## Task item
Only lines holding the string "between" are wanted; copy each one from the material.

+ + + +

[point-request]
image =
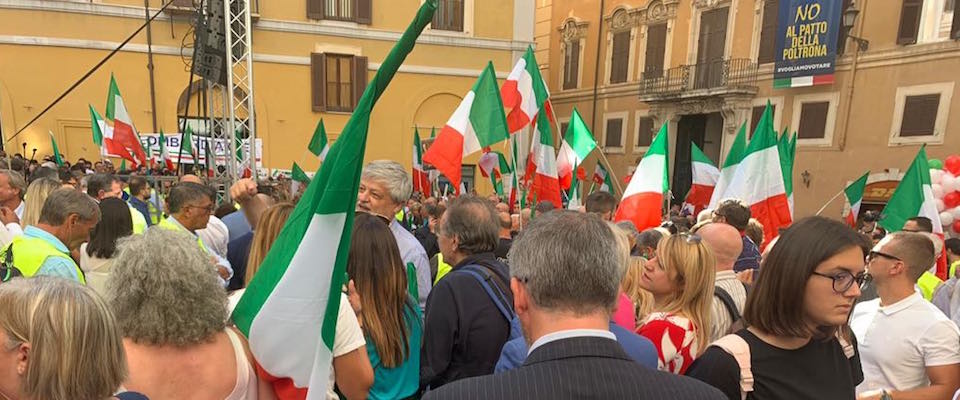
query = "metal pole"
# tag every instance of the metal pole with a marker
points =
(153, 93)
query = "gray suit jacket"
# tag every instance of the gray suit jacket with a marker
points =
(578, 368)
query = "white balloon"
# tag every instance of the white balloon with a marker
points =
(937, 190)
(946, 218)
(936, 176)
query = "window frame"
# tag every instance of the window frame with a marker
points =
(828, 130)
(623, 116)
(945, 89)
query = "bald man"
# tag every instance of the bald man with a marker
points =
(506, 240)
(730, 294)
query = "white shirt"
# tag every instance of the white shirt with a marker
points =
(349, 338)
(897, 342)
(570, 333)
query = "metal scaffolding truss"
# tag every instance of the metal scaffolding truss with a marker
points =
(231, 107)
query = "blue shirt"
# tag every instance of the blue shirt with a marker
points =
(639, 348)
(64, 266)
(403, 380)
(749, 257)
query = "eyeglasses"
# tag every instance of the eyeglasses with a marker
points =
(874, 254)
(842, 281)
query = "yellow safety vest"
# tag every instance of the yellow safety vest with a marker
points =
(442, 268)
(928, 283)
(170, 226)
(30, 253)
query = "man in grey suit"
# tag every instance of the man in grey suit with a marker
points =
(565, 276)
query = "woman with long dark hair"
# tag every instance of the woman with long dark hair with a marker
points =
(389, 316)
(797, 344)
(96, 256)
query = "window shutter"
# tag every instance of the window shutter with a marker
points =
(318, 81)
(909, 21)
(768, 31)
(919, 115)
(315, 9)
(813, 120)
(614, 133)
(656, 47)
(645, 132)
(359, 78)
(364, 11)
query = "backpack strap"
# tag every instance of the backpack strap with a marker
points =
(740, 350)
(728, 303)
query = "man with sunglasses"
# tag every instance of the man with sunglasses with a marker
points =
(908, 348)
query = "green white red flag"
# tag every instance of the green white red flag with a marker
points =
(289, 310)
(854, 194)
(478, 122)
(642, 200)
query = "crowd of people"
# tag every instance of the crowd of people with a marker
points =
(114, 289)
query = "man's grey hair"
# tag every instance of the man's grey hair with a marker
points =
(570, 262)
(15, 180)
(187, 192)
(164, 290)
(65, 201)
(393, 176)
(474, 222)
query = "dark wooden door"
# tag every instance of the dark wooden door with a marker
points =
(710, 48)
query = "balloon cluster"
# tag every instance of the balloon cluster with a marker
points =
(945, 182)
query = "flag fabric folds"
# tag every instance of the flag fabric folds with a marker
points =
(642, 200)
(478, 122)
(289, 310)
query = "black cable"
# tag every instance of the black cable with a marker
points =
(92, 70)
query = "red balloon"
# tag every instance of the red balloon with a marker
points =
(951, 200)
(952, 164)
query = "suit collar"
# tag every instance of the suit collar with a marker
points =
(577, 347)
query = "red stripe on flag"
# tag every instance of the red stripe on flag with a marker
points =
(643, 209)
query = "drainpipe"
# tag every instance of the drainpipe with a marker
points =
(596, 69)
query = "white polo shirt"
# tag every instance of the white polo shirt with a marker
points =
(897, 342)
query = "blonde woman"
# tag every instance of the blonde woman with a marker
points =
(680, 275)
(642, 299)
(36, 195)
(59, 342)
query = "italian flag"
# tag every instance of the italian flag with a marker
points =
(124, 133)
(729, 168)
(913, 197)
(705, 176)
(759, 179)
(56, 150)
(478, 122)
(577, 145)
(602, 178)
(289, 310)
(643, 198)
(318, 143)
(421, 181)
(103, 137)
(524, 92)
(542, 164)
(854, 194)
(164, 153)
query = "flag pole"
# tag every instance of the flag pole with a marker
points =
(828, 202)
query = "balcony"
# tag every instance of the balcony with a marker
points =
(721, 77)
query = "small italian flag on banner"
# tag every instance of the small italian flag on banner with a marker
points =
(705, 176)
(56, 150)
(318, 143)
(642, 201)
(854, 194)
(479, 121)
(289, 310)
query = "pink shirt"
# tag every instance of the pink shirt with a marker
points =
(624, 314)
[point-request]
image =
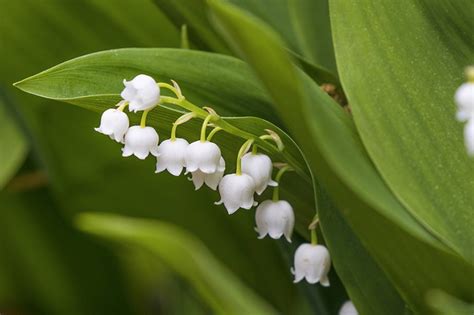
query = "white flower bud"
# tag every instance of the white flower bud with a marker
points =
(142, 93)
(171, 156)
(464, 98)
(211, 180)
(275, 218)
(469, 136)
(260, 167)
(113, 123)
(313, 263)
(140, 141)
(348, 308)
(236, 192)
(204, 156)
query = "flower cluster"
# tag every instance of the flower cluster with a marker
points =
(464, 98)
(203, 160)
(348, 308)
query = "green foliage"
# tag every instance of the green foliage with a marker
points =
(183, 253)
(13, 147)
(390, 178)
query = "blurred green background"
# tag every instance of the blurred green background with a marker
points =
(54, 166)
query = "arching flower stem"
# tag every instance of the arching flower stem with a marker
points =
(276, 190)
(121, 105)
(213, 132)
(243, 149)
(312, 227)
(181, 120)
(144, 115)
(173, 89)
(204, 127)
(314, 237)
(225, 125)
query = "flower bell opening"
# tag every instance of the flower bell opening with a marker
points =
(203, 160)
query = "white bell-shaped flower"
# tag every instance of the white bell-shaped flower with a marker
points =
(142, 93)
(260, 167)
(275, 218)
(170, 157)
(237, 192)
(469, 136)
(140, 141)
(464, 98)
(348, 308)
(313, 263)
(211, 180)
(114, 123)
(203, 156)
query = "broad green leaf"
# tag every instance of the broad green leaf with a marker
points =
(84, 179)
(183, 253)
(386, 229)
(86, 170)
(400, 74)
(50, 268)
(444, 304)
(193, 14)
(278, 16)
(13, 146)
(94, 81)
(310, 20)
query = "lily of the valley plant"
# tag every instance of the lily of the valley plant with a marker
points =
(203, 160)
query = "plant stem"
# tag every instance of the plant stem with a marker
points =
(314, 237)
(229, 128)
(276, 190)
(144, 115)
(122, 105)
(213, 132)
(243, 149)
(204, 127)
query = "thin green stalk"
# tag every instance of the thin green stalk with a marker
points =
(314, 237)
(213, 132)
(229, 128)
(243, 149)
(144, 115)
(122, 106)
(204, 127)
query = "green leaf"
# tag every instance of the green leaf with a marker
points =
(444, 304)
(93, 82)
(386, 229)
(50, 268)
(183, 253)
(193, 14)
(401, 95)
(229, 88)
(13, 146)
(310, 20)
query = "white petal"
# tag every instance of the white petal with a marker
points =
(464, 98)
(237, 191)
(175, 170)
(204, 156)
(259, 167)
(142, 92)
(348, 308)
(213, 180)
(198, 179)
(469, 137)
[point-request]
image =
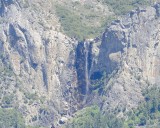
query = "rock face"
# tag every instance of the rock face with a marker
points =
(40, 59)
(129, 56)
(48, 75)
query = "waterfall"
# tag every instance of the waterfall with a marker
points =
(83, 64)
(86, 50)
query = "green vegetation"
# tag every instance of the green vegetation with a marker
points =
(148, 113)
(121, 7)
(11, 118)
(8, 101)
(75, 25)
(89, 20)
(91, 117)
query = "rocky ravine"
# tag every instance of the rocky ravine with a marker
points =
(40, 61)
(51, 76)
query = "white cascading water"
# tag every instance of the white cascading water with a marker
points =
(86, 47)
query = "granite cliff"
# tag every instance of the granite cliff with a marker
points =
(48, 76)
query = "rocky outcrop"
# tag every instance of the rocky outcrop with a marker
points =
(50, 75)
(40, 59)
(129, 56)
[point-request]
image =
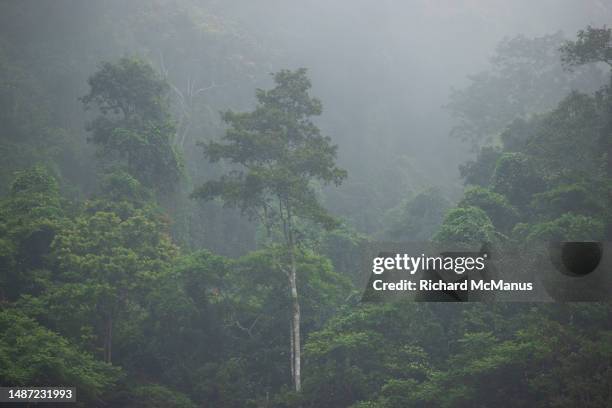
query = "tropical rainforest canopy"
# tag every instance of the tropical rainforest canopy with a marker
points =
(186, 188)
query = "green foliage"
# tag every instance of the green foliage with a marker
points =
(526, 77)
(591, 45)
(577, 198)
(31, 354)
(465, 225)
(478, 172)
(496, 206)
(418, 218)
(281, 152)
(517, 178)
(134, 129)
(568, 227)
(30, 217)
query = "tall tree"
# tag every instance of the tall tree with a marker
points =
(279, 153)
(134, 129)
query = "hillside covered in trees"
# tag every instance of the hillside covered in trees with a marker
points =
(185, 197)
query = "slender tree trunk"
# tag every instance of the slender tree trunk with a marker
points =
(295, 337)
(108, 339)
(292, 352)
(295, 309)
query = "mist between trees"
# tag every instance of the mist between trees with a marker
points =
(186, 188)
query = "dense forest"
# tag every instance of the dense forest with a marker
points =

+ + + +

## Solution to the exercise
query = "mist between trees"
# tag every instance of the mist between trees with a marker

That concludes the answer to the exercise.